Exercise directions
Give the number of lines in the records below that contain the word "return", and nothing more.

++++++

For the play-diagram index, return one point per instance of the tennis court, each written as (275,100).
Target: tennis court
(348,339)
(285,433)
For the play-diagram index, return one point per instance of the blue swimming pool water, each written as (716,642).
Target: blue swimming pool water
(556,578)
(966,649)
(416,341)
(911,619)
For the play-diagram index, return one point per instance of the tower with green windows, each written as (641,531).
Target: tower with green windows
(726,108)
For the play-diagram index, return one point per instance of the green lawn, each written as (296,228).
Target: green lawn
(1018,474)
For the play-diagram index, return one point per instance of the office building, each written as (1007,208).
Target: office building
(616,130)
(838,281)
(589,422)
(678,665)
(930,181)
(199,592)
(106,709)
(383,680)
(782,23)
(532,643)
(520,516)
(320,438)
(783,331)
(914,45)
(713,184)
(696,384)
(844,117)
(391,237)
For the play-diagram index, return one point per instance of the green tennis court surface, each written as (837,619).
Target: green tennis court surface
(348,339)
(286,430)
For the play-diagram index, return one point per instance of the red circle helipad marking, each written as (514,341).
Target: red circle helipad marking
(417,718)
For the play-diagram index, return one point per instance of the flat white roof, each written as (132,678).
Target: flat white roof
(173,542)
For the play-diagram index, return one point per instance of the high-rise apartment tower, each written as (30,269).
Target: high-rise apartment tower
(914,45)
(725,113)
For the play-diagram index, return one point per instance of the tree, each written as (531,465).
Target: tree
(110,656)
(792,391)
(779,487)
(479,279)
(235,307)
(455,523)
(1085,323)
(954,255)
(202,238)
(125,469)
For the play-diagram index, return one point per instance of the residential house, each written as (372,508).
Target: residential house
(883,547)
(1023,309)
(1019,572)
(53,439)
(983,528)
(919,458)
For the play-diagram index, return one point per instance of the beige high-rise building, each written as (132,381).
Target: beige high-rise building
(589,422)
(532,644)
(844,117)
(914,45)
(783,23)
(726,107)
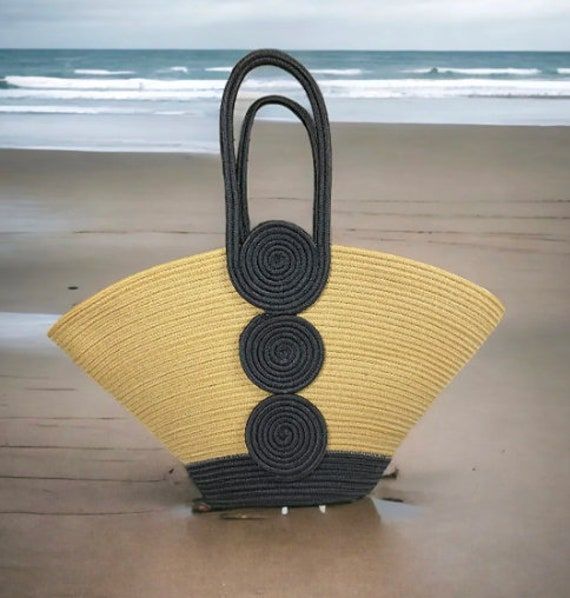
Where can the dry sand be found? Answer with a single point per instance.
(91, 505)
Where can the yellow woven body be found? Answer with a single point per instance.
(164, 343)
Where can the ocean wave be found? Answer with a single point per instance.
(10, 109)
(108, 84)
(101, 72)
(443, 70)
(345, 72)
(182, 90)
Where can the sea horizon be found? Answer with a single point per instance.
(168, 99)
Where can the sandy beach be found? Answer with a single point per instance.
(92, 505)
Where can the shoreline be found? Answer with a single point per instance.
(271, 122)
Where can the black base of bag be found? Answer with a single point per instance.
(235, 482)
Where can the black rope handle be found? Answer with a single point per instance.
(277, 265)
(243, 149)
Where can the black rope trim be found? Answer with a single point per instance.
(236, 482)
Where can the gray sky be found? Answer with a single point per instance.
(293, 24)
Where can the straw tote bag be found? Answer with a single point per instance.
(281, 370)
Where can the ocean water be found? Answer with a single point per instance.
(168, 100)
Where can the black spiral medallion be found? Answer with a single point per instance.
(286, 435)
(279, 268)
(281, 353)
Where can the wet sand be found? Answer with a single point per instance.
(91, 505)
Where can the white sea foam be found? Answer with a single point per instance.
(112, 84)
(101, 72)
(474, 71)
(37, 109)
(153, 89)
(339, 72)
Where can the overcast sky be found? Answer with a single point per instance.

++++++

Answer below
12